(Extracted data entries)
= = =

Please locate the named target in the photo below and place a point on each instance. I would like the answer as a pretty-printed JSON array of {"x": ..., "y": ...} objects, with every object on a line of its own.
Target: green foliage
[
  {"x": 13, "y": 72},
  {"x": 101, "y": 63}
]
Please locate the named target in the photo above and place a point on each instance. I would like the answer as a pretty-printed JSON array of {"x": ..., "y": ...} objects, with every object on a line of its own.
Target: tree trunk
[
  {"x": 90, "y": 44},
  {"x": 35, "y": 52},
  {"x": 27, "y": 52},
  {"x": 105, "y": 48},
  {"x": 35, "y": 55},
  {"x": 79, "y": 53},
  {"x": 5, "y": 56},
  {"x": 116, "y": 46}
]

= = =

▸ What to produce
Each line of the data is to be restated exactly.

▸ Written solution
Please locate the named target in the photo below and place a point on each instance. I would like the answer as a pretty-printed JSON array of {"x": ..., "y": ...} objects, with every object on a line of its own.
Target: green foliage
[
  {"x": 13, "y": 72},
  {"x": 101, "y": 63}
]
Please locate the named target in the photo above and place a point on each instance. I would like the answer as a pretty-printed JSON array of {"x": ..., "y": ...} objects, with every object on a line of its own.
Target: tree trunk
[
  {"x": 90, "y": 44},
  {"x": 35, "y": 52},
  {"x": 27, "y": 52},
  {"x": 105, "y": 48},
  {"x": 35, "y": 55},
  {"x": 79, "y": 53},
  {"x": 5, "y": 56},
  {"x": 116, "y": 46}
]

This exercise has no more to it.